**Opdracht:**
Neem alle onderstaande rijen letterlijk over, van de eerste tot en met de laatste.

**Getoonde rijen:**
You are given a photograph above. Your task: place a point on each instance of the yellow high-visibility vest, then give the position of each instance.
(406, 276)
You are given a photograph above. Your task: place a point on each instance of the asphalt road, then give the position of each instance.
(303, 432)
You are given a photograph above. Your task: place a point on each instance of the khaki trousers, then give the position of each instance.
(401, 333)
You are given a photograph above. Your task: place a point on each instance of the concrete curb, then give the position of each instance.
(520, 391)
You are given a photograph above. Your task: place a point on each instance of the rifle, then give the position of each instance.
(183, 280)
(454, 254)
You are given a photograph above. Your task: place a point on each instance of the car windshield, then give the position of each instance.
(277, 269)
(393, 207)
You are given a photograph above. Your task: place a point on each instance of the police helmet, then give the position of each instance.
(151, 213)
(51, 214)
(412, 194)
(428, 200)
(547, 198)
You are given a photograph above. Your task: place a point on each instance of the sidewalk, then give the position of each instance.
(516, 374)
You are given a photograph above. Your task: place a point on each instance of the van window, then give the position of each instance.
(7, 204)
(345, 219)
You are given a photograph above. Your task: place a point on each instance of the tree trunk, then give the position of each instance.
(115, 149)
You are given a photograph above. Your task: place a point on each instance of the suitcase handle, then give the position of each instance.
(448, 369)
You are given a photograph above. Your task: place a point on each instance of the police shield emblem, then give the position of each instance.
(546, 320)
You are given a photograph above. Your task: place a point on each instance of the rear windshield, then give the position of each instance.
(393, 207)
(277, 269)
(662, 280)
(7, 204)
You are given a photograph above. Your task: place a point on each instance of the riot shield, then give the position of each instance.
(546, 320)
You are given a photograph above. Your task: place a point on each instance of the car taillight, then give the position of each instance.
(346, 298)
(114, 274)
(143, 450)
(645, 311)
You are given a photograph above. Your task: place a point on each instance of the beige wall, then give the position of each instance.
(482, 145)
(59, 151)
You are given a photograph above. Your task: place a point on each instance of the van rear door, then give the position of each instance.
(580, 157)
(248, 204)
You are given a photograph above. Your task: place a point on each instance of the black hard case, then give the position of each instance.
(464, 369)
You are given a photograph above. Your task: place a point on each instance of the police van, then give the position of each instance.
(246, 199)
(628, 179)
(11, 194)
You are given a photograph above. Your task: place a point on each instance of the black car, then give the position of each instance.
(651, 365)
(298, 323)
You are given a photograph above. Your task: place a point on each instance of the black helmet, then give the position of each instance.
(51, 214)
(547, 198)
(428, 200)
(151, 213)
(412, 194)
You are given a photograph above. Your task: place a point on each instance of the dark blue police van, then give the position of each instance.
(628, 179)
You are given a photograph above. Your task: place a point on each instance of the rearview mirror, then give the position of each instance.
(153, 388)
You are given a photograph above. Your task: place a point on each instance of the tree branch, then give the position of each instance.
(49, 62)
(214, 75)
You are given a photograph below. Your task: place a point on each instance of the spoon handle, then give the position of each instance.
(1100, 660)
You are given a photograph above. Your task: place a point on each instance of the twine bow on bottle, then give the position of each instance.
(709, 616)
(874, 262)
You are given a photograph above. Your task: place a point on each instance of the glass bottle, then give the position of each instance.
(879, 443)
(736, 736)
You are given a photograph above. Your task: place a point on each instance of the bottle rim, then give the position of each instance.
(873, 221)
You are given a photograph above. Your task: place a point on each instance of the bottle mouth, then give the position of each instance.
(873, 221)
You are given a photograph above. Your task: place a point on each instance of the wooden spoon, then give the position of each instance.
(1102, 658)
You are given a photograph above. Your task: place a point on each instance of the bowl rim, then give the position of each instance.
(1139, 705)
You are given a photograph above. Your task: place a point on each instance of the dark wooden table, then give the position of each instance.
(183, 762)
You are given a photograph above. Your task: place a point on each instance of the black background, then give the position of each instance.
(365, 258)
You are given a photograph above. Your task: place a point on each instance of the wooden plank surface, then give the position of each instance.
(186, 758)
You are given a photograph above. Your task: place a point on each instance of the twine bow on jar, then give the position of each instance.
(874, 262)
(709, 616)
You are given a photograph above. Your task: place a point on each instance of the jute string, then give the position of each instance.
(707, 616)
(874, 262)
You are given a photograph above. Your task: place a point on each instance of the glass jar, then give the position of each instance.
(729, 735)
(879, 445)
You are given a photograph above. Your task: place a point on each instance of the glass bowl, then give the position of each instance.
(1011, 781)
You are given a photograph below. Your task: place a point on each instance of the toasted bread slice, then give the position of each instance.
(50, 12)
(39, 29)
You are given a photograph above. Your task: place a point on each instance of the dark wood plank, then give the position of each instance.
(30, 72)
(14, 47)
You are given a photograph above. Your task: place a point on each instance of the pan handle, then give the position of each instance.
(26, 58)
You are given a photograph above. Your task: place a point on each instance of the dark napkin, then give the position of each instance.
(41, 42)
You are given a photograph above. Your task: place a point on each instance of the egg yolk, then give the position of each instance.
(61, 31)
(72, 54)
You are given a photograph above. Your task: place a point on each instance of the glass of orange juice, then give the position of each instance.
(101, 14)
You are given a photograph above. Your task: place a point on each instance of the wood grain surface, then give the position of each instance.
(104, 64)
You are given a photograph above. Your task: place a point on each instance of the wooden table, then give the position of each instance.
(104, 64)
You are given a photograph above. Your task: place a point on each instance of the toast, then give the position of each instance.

**Uitwerking:**
You are given a photograph above. Your task: place a point on each instance of the yellow high-visibility vest, then give the position of each instance.
(406, 276)
You are given a photograph above. Your task: place a point on each instance of the asphalt road, then give the position of each instance.
(303, 432)
You are given a photograph above. Your task: place a point on each instance of the khaki trousers, then give the position of each instance.
(401, 333)
You are given a photograph above. Your task: place a point on each instance of the concrete curb, then give the position of each instance.
(520, 391)
You are given a photograph above. Your task: place a point on each instance of the rifle, then give the position of each instance.
(183, 280)
(454, 254)
You are given a photograph above. Your task: place a point on each instance of the car windshield, then give the position of each instance.
(277, 269)
(393, 207)
You are given a photograph above. Your task: place a point on each instance of the police helmet, then give the position of each instance.
(151, 213)
(51, 214)
(412, 194)
(428, 200)
(547, 198)
You are given a photograph above. Your task: place a point on each instance of the sidewalk, then give the position of each instance.
(516, 374)
You are given a photograph above. Your task: place a point on each instance of the van window, then give the position of each instance.
(7, 204)
(345, 219)
You are given a photograph above. Your task: place a point on each instance of the tree trunk, then give the position of each instance.
(115, 149)
You are given a photograph above. Your task: place a point on each instance of the suitcase handle, then give the position of each instance.
(448, 369)
You are given a photograph above. Your task: place a point on each instance of the police shield emblem, then give the position of each instance.
(546, 320)
You are given a photograph above. Your task: place a point on each instance of the rear windshield, then give the position of each instance.
(393, 207)
(277, 269)
(662, 280)
(7, 204)
You are given a photograph above. Your task: place a point on each instance of the riot shield, then give the position of each instance.
(546, 320)
You are given a photograph above. Your task: place a point on each instance of the car taillight, then give the position of each instance.
(346, 298)
(114, 274)
(143, 450)
(645, 311)
You are given a photograph above. Your task: place a point on each instance of the beige wall, then give the position of each instance.
(482, 145)
(59, 151)
You are given a photograph above. Your task: place a point on each instance of the van rear door, then give the position of each instance.
(580, 157)
(248, 204)
You are given a photograph above. Your task: place a point on each instance of the black hard case, then give the position of each instance.
(464, 369)
You are given a photograph above. Your task: place a point on each instance of the police van, then give the position of each instance.
(246, 199)
(628, 179)
(11, 194)
You are given a photograph above. Your task: place a point on each instance of the black car, then give the position of each instance.
(651, 365)
(298, 323)
You are given a photograph above. Your task: place a point on each instance of the black helmet, then give the position of each instance.
(51, 214)
(547, 198)
(428, 200)
(151, 213)
(412, 194)
You are given a photograph above. Your task: place a point on each instance of the dark blue police van, then give the position of each instance.
(628, 179)
You are given a photograph above. Your task: place a point on each instance of the rearview mirror, then give the position of each instance.
(153, 388)
You are given a photograph above. Your task: place a point on each instance of the tree branch, then give the position of each instance.
(49, 62)
(214, 75)
You are given a photograph below. Your task: place a point on each instance of the spoon handle, then give the position of each instance.
(1100, 660)
You are given a photograph above. Your task: place a point on each instance of the twine bow on bottle, then give the position of each instance.
(709, 616)
(874, 262)
You are given a photograph above. Your task: place a point on each instance of the glass bottle, then give the position of each instance.
(879, 443)
(736, 736)
You are given a photograph above. Your task: place a point on each instance of the bottle rim, then give the position of each instance.
(873, 221)
You are given a photograph above. Your task: place a point on each instance of the bottle mouth, then give the position of each instance.
(873, 221)
You are given a photograph above. Your task: place a point on each instance of the wooden spoon, then give the position of each instance.
(1102, 658)
You are given a photograph above. Your task: place a point on each instance of the bowl rim, then give the position of each instance.
(1139, 705)
You are given a photograph above. Your task: place a point on each instance of the dark wooden table, then give the position of each instance.
(183, 762)
You are given a photograph above. Your task: place a point on each instance of the black background, then give the position of each instance.
(365, 258)
You are given a photograph above. Your task: place a point on each instance of the wooden plank surface, then give the position of each instance.
(186, 758)
You are given a photograph above. Your task: place a point on each instance of the twine bow on jar, then give the position of each instance.
(874, 262)
(709, 616)
You are given a photograph above. Your task: place a point on each instance of the jute string, then give the position of each instance.
(707, 616)
(874, 262)
You are given a photograph above. Your task: place a point on each instance of the glass jar, then give the position of each instance.
(729, 735)
(879, 445)
You are given a photograph above. Your task: place a point on each instance of the glass bowl, then give the position of each instance.
(1011, 781)
You are given a photograph below. Your task: place a point on each instance of the toasted bread slice, then give the position of each instance.
(50, 12)
(39, 29)
You are given a photograph above. Your task: place a point on each instance of the dark wood plank, then give the position of each instance.
(30, 72)
(14, 47)
You are given a photograph above. Your task: place a point on each instance of the pan handle, then give the position of each instance.
(26, 58)
You are given a photograph above. Your task: place a point on each instance of the dark napkin, then give the position of each instance.
(41, 42)
You are given a photograph above. Your task: place a point on each instance of the egg yolk, then give the position of each instance.
(61, 31)
(72, 54)
You are given a photograph above. Your task: place a point on each instance of the glass of orange juice, then give the position of each instance.
(101, 14)
You are given a photograph above. Your task: place a point on each instance of the wood grain surface, then give the position of each instance.
(104, 64)
You are given a photograph above. Your task: place a point on each instance of the wooden table, then give the position of each instance.
(104, 64)
You are given a photograph above. Your task: place a point on each instance of the toast, then give the position of each instance.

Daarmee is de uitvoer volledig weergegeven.